WORK REQUIRED:
Extract every line in the items below that contains the word "positive". Matching is case-sensitive.

EXTRACTED DATA:
=== Section Start ===

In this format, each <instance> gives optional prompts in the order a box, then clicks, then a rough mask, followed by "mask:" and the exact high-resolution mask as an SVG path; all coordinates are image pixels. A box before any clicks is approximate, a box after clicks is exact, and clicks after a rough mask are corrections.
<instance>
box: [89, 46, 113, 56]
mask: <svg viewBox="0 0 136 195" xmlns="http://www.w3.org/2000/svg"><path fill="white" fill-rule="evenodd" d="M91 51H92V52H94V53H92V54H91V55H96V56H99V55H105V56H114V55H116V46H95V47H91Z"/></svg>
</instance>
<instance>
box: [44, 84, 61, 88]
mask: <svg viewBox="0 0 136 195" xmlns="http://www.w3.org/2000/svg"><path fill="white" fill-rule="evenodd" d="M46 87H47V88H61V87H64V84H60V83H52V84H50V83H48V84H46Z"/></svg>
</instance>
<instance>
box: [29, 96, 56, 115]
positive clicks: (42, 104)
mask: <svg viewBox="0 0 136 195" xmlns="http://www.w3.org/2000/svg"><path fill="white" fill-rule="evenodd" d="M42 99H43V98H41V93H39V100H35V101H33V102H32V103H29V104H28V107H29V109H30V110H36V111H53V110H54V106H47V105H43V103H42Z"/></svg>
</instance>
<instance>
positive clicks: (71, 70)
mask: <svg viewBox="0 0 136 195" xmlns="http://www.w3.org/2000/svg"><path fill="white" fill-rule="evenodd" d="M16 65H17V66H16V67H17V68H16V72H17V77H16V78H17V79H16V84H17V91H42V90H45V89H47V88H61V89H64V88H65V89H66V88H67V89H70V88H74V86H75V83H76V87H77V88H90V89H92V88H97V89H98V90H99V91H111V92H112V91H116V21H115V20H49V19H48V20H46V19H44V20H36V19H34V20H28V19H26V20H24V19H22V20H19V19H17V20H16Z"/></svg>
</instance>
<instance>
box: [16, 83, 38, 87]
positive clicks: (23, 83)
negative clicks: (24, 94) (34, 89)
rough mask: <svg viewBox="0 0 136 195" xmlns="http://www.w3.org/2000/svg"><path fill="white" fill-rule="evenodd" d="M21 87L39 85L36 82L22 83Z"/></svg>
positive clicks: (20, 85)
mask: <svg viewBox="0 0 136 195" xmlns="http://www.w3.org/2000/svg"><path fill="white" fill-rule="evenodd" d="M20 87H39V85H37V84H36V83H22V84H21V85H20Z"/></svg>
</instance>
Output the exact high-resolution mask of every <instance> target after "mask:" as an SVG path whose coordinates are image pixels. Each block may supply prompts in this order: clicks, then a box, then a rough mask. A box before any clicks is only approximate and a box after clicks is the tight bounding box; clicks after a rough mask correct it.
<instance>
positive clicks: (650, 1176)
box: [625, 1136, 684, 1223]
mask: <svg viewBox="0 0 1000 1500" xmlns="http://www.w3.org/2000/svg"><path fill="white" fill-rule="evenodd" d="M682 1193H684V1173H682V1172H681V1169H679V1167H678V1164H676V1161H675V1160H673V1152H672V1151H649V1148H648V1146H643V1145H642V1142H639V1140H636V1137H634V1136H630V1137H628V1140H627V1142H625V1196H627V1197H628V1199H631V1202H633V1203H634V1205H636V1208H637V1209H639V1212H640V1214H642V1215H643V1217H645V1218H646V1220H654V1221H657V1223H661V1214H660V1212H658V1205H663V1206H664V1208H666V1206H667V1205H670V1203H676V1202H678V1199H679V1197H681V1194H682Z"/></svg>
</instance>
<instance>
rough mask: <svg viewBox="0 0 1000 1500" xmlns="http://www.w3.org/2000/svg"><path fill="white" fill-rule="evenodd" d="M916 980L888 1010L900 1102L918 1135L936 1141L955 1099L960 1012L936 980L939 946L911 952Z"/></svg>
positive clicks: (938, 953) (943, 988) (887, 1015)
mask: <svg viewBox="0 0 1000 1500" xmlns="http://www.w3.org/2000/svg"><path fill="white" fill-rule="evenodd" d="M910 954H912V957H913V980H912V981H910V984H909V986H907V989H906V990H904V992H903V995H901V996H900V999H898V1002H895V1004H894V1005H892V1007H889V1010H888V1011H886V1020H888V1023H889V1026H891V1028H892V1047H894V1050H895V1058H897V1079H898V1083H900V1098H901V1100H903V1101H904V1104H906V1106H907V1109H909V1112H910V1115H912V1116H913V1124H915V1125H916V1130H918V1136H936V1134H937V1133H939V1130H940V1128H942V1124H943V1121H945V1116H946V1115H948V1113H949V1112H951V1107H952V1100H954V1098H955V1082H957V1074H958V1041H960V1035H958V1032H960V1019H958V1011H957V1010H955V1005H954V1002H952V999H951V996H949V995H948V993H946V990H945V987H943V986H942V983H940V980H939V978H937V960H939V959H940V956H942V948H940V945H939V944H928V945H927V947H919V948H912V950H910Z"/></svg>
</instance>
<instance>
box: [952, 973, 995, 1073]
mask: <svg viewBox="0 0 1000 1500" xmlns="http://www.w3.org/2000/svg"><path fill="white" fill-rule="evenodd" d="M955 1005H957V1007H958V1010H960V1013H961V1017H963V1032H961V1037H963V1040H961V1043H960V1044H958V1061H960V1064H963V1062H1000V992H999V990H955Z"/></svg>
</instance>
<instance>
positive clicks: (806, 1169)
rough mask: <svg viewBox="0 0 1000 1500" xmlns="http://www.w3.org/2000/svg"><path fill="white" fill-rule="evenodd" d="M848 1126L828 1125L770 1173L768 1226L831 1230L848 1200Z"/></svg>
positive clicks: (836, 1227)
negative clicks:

=== Section End ===

ANSWER TO THIS EXERCISE:
positive clicks: (42, 104)
positive clicks: (71, 70)
positive clicks: (23, 83)
positive clicks: (20, 85)
positive clicks: (650, 1176)
positive clicks: (938, 953) (943, 988) (887, 1015)
positive clicks: (806, 1169)
positive clicks: (836, 1227)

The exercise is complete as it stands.